# REQUIRED WORK
**a)** According to the Tyco article, how much revenue gain did Tyco's most recent quarter feature?
**b)** From the Tyco article, transcribe the part that opens with the words containing "But the growth" and closes with "to be acquired.".

Top of SUPPLIED TEXT

Before WorldCom and Lehman, before Bernie Madoff and Allen Stanford and Occupy Wall Street, we had Tyco (TYC) and L. Dennis Kozlowski, the CEO with a taste for $6,000 shower curtains, tax-free art, and tens of millions in “forgiven” corporate loans.
Kozlowski, who is doing 8-to-25 in a New York state prison on larceny and securities fraud charges, becomes eligible for parole in August. And not long after that the conglomerate he expanded into a global empire will wink out of existence, its rump spun off into three separate companies that, with some luck, might become someone else’s trophies.
It’s taken a decade to undo the handiwork of Kozlo and his predecessors, and so far only the shareholders of medical products maker Covidien (COV), spun off in 2007, have had much to show for the effort. But Tyco has done better lately, its shares nearly tripling off the 2009 bear-market low and surging 30% since early October.
And investors are now in line for further gains, because the final three-way split, due to be completed by year’s end, involves profitable, attractive businesses. They’re not exactly fast-growing—Tyco’s most recent quarter featured a 4% revenue gain.
But the growth is starting to pick up a bit, and the home alarm, corporate fire protection and flow control divisions are already very reliable producers of cash flow. Released from the Tyco umbrella, they will all have a better chance to be acquired.

Bottom of SUPPLIED TEXT
Top of PROVIDED INFORMATION

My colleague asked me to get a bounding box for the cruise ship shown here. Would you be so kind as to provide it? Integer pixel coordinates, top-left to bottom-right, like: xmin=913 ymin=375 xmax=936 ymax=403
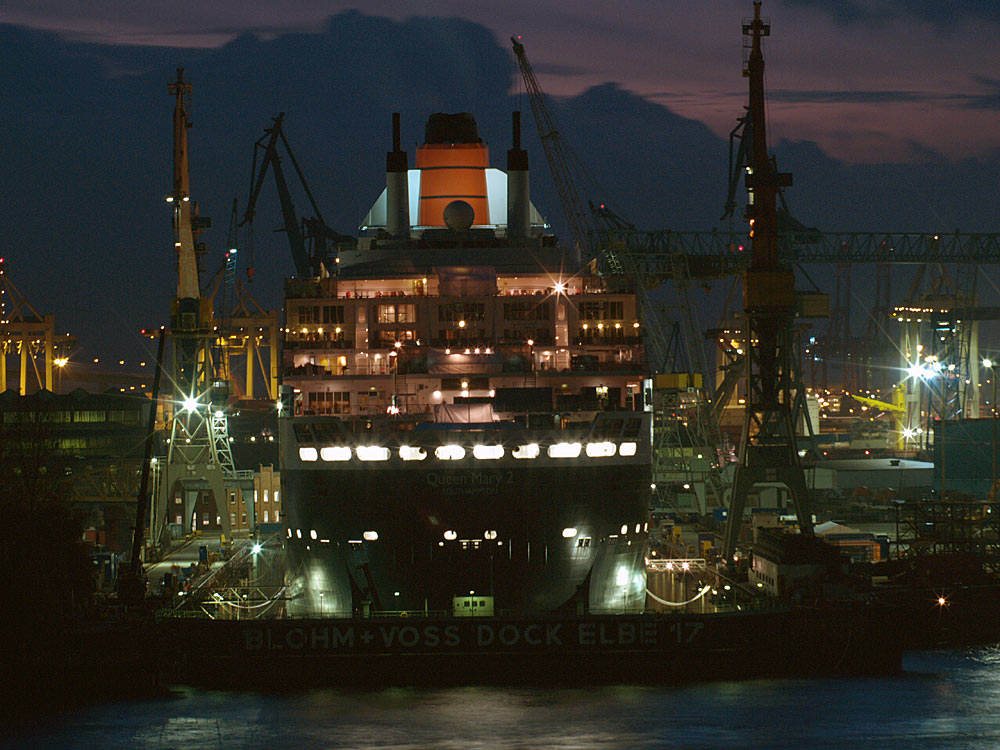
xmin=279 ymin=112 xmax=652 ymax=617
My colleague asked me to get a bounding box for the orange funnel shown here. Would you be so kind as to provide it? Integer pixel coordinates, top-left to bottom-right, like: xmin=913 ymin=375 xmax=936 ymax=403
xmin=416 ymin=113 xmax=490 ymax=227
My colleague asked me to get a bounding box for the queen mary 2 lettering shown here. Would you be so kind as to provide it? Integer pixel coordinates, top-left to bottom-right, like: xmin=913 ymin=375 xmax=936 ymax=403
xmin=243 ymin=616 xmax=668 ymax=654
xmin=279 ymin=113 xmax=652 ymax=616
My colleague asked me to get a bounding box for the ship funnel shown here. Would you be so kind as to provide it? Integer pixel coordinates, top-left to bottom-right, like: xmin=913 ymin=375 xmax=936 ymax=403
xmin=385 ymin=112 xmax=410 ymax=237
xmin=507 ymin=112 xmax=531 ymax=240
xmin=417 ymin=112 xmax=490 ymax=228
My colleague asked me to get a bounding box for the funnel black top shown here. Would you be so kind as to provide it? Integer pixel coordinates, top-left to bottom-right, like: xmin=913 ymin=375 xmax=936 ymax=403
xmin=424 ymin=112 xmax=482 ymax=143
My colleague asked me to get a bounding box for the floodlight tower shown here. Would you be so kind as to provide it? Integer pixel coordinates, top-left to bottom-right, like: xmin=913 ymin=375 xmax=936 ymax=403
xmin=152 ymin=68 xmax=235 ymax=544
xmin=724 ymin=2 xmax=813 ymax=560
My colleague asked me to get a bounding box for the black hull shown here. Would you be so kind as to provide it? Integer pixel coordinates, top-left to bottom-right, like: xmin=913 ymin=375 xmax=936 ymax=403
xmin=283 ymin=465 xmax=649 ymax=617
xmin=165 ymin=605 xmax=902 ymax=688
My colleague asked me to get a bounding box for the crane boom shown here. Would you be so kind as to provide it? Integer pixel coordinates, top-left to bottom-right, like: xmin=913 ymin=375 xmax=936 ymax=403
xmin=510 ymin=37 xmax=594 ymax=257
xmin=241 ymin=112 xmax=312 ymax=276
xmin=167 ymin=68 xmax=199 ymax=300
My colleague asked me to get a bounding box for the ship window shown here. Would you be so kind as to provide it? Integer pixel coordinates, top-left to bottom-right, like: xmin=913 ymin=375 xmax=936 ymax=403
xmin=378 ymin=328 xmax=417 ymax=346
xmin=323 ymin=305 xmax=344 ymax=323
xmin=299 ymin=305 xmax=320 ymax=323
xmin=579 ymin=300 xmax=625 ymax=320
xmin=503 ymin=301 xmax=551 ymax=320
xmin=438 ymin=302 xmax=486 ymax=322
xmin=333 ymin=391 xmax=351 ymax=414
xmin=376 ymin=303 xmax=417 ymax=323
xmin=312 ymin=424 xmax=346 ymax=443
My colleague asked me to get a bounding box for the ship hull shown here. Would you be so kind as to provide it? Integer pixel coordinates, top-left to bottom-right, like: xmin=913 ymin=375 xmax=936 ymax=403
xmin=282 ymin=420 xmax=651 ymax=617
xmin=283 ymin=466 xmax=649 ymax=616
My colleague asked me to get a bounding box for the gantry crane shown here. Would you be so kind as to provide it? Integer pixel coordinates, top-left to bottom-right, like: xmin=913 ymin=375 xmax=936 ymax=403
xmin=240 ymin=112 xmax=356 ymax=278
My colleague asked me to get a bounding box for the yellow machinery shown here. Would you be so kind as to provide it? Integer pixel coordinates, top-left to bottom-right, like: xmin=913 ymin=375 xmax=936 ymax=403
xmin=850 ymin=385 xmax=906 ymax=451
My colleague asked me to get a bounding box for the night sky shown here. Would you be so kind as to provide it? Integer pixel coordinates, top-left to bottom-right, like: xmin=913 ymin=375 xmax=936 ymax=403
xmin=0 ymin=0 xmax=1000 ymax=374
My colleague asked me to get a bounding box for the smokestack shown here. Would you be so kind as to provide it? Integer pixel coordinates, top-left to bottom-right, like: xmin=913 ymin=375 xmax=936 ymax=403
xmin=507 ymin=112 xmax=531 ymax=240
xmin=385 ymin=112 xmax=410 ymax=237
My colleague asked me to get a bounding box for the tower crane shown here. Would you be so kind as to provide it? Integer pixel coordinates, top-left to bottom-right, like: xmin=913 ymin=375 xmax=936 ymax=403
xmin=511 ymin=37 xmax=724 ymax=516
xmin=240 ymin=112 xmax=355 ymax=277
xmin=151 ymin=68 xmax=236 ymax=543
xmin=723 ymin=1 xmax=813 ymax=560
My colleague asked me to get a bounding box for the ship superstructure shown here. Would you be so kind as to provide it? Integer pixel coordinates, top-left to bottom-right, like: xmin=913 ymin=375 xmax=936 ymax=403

Bottom of PROVIDED INFORMATION

# WRITTEN RESPONSES
**a)** A 4% revenue gain.

**b)**
But the growth is starting to pick up a bit, and the home alarm, corporate fire protection and flow control divisions are already very reliable producers of cash flow. Released from the Tyco umbrella, they will all have a better chance to be acquired.